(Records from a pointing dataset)
<<<<

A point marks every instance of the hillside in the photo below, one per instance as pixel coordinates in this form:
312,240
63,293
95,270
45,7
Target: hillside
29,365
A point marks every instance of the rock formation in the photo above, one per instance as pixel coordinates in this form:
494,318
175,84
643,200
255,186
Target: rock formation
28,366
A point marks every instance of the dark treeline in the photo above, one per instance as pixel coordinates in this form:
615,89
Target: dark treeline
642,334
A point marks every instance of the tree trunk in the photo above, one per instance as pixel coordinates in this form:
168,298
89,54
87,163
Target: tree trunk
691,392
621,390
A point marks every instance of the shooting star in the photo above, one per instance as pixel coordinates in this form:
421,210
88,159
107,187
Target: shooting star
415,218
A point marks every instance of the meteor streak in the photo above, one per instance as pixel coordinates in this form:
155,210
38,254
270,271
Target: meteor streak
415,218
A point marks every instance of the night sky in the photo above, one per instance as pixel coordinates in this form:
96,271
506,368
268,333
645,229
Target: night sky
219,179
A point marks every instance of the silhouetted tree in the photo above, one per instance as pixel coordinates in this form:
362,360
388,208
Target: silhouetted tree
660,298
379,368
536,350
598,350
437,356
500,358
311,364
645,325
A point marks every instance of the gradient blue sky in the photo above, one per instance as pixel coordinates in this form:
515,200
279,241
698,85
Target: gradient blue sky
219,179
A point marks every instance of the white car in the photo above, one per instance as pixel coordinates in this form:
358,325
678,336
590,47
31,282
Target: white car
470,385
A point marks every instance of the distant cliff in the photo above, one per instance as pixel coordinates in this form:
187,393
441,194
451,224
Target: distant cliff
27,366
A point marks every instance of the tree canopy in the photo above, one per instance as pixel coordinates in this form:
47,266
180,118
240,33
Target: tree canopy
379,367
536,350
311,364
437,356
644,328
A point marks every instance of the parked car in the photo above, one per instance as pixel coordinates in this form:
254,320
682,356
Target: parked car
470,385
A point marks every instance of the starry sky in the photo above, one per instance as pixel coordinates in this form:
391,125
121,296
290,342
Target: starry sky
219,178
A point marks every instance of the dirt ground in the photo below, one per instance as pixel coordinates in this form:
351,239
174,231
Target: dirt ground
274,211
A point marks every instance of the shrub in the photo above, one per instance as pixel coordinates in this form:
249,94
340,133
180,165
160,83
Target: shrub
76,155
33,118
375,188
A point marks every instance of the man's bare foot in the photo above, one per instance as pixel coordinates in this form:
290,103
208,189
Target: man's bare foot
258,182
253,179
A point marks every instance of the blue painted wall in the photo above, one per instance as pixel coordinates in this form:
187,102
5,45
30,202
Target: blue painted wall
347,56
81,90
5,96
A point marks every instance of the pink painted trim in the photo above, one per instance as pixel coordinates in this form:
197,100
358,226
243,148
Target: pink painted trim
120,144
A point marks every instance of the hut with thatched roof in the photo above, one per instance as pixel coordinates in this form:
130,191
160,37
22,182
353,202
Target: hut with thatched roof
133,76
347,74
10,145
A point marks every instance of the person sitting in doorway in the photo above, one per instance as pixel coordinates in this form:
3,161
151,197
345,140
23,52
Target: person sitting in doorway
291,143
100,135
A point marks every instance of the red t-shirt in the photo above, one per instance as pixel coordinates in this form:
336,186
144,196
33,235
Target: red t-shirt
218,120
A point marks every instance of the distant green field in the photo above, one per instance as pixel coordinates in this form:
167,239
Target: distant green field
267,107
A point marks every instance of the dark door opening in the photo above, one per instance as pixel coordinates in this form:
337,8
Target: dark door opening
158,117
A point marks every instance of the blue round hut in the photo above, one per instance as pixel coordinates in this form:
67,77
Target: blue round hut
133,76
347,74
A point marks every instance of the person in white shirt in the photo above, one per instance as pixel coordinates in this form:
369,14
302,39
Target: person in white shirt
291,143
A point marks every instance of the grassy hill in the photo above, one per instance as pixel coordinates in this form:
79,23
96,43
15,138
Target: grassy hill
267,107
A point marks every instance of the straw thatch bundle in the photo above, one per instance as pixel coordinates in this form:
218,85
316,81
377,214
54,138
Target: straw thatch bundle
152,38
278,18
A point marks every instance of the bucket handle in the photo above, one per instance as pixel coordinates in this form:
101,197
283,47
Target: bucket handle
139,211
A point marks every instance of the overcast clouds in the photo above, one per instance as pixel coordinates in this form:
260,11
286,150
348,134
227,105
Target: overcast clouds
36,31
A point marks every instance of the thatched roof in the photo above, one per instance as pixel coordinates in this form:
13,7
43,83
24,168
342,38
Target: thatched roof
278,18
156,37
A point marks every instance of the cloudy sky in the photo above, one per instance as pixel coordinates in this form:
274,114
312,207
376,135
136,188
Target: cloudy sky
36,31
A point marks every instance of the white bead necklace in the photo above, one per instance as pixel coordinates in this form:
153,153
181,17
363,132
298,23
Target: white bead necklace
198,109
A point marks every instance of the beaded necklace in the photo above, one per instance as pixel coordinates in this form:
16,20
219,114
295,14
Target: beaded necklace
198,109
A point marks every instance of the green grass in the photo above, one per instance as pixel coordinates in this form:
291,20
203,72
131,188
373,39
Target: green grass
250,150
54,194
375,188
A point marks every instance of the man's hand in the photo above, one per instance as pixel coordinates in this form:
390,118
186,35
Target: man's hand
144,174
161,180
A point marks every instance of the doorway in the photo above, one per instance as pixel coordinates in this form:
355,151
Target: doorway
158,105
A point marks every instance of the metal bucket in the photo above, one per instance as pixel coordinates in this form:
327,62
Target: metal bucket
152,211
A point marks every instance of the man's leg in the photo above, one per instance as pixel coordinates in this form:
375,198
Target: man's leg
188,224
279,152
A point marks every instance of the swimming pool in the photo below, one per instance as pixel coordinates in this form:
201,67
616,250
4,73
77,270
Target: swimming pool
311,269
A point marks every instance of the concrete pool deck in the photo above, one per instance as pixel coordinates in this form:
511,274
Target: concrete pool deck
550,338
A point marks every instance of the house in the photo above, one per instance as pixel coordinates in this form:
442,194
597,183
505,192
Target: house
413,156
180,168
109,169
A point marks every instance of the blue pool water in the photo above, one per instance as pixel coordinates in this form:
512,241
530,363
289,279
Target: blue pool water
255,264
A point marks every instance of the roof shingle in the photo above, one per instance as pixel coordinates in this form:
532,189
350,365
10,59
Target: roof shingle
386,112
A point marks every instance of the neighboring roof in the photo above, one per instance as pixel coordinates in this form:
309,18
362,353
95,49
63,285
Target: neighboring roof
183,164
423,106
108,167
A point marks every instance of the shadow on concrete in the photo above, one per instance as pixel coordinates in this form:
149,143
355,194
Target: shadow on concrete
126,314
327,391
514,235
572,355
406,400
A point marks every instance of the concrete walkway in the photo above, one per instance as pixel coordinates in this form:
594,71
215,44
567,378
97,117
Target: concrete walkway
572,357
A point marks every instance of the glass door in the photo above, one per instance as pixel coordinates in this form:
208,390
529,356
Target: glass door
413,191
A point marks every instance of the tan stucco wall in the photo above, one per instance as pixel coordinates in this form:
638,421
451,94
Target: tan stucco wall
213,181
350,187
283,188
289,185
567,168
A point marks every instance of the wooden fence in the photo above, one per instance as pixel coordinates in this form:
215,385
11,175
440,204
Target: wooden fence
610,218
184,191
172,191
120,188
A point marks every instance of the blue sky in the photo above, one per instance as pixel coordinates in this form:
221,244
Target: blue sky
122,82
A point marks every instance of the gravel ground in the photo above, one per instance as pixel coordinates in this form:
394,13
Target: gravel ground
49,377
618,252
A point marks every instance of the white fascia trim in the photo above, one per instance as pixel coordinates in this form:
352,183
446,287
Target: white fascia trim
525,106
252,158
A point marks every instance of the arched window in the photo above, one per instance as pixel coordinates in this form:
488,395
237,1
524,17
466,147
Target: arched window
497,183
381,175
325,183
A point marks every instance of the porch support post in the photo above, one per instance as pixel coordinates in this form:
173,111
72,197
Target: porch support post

>>>>

# Aim
Reproduce without any changes everything from the line containing "A point marks every instance of the shadow" down to the end of the entries.

# Solution for this exercise
A point marks every instance of the shadow on concrete in the photo above, one per instance as pixel coordinates in this form:
149,143
355,194
Target: shadow on concrete
126,314
327,391
514,235
572,355
406,400
A point marks every instance of the concrete walkway in the photo above, one per instance as pixel coordinates in this form:
594,71
215,44
567,378
97,117
Target: concrete walkway
572,357
A point marks every instance of the glass door in the photo above, one per instance as pixel coordinates in this form:
208,390
529,356
Target: glass door
413,191
A point marks every instance of the tan stucco wall in the photo above, one per instance as pixel coordinates in this form:
638,421
451,94
Target: tan stucco wall
213,181
350,187
283,188
289,185
567,168
A point marks every instance of the wooden fence in the photo above, one per instance as pixel coordinates in this form:
215,385
11,175
440,204
Target: wooden fence
610,218
184,191
172,191
120,188
A point marks every instance of the blue sky in the photo above, one per instance as pixel coordinates in this form:
221,244
Target: blue sky
122,82
A point marks every instance of the gravel ground in the photo above, one per instance as pixel coordinates in this form:
394,13
Target: gravel ground
49,377
618,252
A point marks every instance of the white fascia trim in the photo above, one per instance as pixel coordinates in this form:
352,183
446,287
Target: white fascia trim
525,106
252,158
A point marks every instance of the arched window in the photo above, one per instance as pixel coordinates in this form:
488,395
237,1
524,17
466,147
Target: arched window
497,183
381,175
325,183
A point marks every instance of the porch support post in the photo above, one per instance as pixel coordinates in this form:
173,111
72,197
Target: porch support post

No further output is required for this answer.